Objective: Decide whether each statement agrees with the excerpt on business ontology: (a) the speaker calls the business ontology criticism complicated, (b) affordable housing is given as the speaker's favorite recuperated concept, (c) a business ontology is described as fundamentally supportive of labor rights. Answer yes or no for each, quoting the deciding words.

Excerpt:
Yeah, so for for me, the business ontology criticism is I I think it's important and I think it's simple. Um when we are taught uh uh several sort of recuperated concepts, um, and are not taught to critique those concepts. Like my favorite one is affordable housing, um sustainability is another one, right? Um when we don't critique what those things are, like what their their sort of um main goal is, um we risk just accepting the ontolog like the ontological playing field of capitalism that defines how our imagination operates. So a simple way to describe a business ontology is um one that's fundamentally against the concept of, for example, of like labor rights. One that's a little bit more interested, for example, around the proliferation of profit motives and um other things that are tied into like quote unquote the health of a business, right? Um so when we say um business ontologies, we're often criticizing these very typical kind of capitalistic pro-business sentiments that become the foundation of our language.

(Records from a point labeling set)
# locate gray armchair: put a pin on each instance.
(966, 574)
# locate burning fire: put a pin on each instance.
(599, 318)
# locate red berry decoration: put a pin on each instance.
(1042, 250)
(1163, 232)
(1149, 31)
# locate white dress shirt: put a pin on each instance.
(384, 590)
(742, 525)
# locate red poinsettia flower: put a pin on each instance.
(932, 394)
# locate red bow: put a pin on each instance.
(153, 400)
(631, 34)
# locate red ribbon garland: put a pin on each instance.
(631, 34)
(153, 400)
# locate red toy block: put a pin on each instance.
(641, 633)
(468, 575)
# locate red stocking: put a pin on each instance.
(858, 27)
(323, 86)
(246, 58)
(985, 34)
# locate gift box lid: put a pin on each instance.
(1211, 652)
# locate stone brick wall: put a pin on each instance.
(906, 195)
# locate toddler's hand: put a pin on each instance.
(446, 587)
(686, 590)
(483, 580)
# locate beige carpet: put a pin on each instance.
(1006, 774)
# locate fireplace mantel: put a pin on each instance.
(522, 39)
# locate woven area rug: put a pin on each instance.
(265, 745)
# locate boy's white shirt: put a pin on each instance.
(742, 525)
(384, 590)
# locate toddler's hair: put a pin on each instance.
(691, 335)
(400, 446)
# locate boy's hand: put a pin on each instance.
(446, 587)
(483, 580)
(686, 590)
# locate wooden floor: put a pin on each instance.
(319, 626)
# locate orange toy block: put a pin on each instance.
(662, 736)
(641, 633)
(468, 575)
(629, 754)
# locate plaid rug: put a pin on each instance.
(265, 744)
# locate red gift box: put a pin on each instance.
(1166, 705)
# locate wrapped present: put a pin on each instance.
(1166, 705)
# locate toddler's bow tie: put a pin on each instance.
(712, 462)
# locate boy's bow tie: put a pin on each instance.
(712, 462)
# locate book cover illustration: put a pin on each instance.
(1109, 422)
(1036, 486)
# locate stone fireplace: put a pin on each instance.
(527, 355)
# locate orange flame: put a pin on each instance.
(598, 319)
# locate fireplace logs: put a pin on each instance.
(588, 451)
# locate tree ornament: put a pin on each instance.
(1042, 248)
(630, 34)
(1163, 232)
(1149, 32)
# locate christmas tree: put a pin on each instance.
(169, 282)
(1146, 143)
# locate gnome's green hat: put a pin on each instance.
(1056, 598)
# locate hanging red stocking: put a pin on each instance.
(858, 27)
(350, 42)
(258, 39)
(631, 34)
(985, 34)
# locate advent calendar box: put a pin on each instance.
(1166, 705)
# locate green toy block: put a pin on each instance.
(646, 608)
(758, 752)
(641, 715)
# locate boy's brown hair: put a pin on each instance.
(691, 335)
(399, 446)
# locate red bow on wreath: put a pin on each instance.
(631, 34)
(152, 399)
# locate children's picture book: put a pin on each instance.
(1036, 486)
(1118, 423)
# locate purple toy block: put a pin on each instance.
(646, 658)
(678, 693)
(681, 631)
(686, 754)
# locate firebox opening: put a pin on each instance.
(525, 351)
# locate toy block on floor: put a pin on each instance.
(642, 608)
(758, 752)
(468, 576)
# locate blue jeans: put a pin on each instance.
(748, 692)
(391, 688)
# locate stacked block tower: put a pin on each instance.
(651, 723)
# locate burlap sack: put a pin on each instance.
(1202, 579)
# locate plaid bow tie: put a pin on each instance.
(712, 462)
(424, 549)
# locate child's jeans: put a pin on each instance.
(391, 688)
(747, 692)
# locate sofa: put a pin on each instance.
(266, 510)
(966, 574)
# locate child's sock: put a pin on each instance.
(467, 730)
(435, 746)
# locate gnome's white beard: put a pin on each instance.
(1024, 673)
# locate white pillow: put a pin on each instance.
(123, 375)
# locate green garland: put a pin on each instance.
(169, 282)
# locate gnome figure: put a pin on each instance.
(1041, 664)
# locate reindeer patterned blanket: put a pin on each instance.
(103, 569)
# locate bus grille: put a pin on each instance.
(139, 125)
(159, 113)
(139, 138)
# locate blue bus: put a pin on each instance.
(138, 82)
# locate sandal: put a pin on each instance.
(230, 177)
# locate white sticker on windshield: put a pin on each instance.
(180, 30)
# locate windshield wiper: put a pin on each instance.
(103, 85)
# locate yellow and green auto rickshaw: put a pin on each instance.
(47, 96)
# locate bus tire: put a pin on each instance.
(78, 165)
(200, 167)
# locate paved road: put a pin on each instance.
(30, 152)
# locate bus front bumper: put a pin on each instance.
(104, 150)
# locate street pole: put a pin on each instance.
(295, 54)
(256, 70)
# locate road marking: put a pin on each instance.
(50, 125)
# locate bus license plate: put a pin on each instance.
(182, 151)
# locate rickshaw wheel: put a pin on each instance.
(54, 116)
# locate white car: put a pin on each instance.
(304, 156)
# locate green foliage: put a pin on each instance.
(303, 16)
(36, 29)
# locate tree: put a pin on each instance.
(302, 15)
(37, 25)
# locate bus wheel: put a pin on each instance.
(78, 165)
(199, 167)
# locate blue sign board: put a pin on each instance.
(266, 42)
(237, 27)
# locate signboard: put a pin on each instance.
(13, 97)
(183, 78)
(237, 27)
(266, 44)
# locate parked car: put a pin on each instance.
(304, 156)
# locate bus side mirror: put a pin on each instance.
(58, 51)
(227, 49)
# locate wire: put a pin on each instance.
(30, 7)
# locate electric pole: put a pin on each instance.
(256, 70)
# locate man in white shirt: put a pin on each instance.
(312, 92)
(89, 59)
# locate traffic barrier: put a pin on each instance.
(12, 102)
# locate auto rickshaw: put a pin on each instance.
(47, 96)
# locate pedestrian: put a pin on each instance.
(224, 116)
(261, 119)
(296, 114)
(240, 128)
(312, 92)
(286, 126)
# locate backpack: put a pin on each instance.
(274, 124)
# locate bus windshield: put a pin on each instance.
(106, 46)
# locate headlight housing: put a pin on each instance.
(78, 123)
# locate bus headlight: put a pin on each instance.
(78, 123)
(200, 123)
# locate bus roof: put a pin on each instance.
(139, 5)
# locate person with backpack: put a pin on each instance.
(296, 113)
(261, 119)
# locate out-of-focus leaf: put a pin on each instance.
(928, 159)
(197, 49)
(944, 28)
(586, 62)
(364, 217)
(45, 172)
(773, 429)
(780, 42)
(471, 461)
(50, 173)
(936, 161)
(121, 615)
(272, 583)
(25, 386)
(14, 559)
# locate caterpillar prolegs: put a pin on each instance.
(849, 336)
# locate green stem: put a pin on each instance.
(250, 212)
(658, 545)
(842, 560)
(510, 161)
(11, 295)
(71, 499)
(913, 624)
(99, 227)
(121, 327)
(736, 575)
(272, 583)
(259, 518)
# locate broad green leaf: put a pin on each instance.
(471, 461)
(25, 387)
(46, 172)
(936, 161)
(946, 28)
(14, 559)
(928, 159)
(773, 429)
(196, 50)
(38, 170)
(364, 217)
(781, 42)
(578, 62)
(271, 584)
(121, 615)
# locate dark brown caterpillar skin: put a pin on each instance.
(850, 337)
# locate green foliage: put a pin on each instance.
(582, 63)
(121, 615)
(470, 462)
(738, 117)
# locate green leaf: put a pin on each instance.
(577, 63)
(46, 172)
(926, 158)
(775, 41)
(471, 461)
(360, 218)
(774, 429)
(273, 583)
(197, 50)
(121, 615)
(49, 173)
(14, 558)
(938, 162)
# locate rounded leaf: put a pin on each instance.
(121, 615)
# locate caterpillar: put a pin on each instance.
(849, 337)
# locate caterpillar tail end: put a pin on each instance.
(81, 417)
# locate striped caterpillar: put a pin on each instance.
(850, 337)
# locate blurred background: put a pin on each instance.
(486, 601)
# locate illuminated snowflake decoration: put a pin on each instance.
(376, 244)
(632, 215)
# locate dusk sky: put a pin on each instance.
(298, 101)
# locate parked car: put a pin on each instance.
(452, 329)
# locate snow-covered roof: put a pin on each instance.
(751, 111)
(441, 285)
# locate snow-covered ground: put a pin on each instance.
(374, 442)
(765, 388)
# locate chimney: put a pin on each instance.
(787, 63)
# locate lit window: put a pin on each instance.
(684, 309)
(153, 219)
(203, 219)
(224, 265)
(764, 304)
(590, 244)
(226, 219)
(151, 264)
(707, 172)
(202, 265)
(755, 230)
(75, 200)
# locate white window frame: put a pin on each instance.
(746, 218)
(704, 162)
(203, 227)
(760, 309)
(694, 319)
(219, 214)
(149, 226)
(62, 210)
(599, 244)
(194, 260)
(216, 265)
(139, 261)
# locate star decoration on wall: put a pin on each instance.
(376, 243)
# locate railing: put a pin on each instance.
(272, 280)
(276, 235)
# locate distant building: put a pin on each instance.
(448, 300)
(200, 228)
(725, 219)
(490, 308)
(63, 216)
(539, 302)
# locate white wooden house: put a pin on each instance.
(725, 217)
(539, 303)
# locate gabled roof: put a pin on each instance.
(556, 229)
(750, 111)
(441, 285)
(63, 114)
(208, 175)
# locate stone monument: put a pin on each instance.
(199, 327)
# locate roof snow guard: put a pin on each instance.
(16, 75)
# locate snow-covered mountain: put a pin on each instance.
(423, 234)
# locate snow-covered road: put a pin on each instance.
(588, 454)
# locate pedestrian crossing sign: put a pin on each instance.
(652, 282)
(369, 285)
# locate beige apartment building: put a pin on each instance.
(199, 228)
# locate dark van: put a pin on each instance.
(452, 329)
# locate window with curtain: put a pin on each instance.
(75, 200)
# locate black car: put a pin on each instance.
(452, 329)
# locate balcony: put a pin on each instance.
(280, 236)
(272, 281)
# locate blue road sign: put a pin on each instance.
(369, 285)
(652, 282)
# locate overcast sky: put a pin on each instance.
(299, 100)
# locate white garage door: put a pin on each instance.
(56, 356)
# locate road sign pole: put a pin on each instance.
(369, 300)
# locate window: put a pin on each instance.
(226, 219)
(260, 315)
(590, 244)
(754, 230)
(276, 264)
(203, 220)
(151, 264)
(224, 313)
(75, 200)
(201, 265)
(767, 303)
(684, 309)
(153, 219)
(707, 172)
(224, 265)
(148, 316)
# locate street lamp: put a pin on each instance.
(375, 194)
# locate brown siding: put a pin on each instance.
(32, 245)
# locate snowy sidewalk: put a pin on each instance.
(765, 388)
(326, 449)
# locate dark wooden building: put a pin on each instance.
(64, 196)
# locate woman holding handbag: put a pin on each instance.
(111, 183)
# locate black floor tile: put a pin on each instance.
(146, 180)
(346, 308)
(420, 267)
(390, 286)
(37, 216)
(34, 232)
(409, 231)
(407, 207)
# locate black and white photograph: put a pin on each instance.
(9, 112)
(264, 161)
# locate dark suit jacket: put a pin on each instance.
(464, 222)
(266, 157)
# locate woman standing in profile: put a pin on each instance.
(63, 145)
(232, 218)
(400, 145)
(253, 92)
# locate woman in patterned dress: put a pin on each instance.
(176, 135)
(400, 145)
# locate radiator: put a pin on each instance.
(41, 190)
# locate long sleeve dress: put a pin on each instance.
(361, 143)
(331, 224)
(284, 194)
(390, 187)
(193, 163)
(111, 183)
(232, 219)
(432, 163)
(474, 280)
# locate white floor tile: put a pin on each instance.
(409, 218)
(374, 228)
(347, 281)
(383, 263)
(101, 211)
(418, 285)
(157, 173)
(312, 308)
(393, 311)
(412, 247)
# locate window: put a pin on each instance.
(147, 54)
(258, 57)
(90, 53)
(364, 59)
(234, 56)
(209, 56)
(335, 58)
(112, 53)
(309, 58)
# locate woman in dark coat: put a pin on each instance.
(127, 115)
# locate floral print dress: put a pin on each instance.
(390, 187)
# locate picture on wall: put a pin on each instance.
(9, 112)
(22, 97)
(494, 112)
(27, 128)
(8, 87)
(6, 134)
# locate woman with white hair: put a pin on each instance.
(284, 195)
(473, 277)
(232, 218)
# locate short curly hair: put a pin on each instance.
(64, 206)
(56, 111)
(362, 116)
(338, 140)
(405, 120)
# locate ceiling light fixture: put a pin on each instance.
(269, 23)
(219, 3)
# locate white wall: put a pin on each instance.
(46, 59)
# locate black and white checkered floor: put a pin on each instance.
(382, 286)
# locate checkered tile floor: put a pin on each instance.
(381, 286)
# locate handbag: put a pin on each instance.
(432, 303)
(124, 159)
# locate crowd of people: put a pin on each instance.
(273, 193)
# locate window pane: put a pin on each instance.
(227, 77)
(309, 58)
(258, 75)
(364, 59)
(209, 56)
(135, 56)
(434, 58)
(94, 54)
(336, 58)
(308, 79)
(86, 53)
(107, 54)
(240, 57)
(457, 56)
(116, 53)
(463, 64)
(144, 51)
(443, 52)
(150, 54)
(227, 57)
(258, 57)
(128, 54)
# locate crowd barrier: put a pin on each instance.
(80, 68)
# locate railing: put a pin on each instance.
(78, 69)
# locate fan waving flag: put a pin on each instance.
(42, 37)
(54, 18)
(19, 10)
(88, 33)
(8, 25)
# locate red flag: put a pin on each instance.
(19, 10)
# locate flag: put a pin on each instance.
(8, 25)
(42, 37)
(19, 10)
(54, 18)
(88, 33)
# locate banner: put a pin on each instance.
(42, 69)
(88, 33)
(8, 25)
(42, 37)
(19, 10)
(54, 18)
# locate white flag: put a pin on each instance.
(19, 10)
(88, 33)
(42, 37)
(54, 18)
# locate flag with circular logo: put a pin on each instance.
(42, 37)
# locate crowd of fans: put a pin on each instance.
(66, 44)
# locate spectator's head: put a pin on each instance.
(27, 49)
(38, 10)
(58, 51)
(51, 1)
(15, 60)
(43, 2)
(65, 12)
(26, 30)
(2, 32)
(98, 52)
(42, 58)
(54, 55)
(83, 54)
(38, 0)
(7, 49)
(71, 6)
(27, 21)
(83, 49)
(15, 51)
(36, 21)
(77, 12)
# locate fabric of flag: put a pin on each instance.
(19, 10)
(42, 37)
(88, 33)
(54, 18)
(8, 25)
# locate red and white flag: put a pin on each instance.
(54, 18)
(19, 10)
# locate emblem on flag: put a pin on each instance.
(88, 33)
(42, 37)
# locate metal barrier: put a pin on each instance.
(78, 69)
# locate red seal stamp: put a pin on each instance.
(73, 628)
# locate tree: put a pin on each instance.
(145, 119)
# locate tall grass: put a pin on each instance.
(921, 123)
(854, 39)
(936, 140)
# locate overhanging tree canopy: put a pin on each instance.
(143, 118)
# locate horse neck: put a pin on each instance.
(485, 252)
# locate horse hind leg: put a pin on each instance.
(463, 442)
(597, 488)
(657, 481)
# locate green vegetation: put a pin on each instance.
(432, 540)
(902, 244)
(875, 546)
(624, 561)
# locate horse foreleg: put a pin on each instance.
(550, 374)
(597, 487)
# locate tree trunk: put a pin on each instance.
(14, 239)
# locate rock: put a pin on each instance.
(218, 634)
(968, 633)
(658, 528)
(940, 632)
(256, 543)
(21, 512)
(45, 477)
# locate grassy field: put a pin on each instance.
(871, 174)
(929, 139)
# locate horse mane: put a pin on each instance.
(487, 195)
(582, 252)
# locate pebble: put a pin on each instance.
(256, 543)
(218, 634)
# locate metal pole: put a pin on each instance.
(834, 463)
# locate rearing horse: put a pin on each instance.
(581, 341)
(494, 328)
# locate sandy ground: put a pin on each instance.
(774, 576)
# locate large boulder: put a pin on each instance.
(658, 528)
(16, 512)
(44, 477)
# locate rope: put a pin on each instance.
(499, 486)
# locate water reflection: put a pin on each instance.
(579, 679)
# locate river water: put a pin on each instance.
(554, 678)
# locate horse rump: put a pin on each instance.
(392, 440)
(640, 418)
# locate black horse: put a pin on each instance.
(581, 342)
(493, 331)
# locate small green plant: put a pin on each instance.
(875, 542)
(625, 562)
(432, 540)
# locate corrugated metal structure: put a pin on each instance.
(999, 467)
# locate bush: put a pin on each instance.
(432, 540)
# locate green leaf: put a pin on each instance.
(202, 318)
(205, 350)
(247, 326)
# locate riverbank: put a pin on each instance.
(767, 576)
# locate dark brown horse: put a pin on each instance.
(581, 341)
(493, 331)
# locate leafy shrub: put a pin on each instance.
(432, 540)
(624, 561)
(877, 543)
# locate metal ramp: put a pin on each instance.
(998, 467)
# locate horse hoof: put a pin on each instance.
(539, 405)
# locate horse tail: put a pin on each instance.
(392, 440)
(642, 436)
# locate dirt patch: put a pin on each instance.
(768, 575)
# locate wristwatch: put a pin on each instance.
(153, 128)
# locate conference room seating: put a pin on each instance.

Reply:
(a) No: "I think it's important and I think it's simple."
(b) Yes: "Like my favorite one is affordable housing"
(c) No: "one that's fundamentally against the concept of, for example, of like labor rights"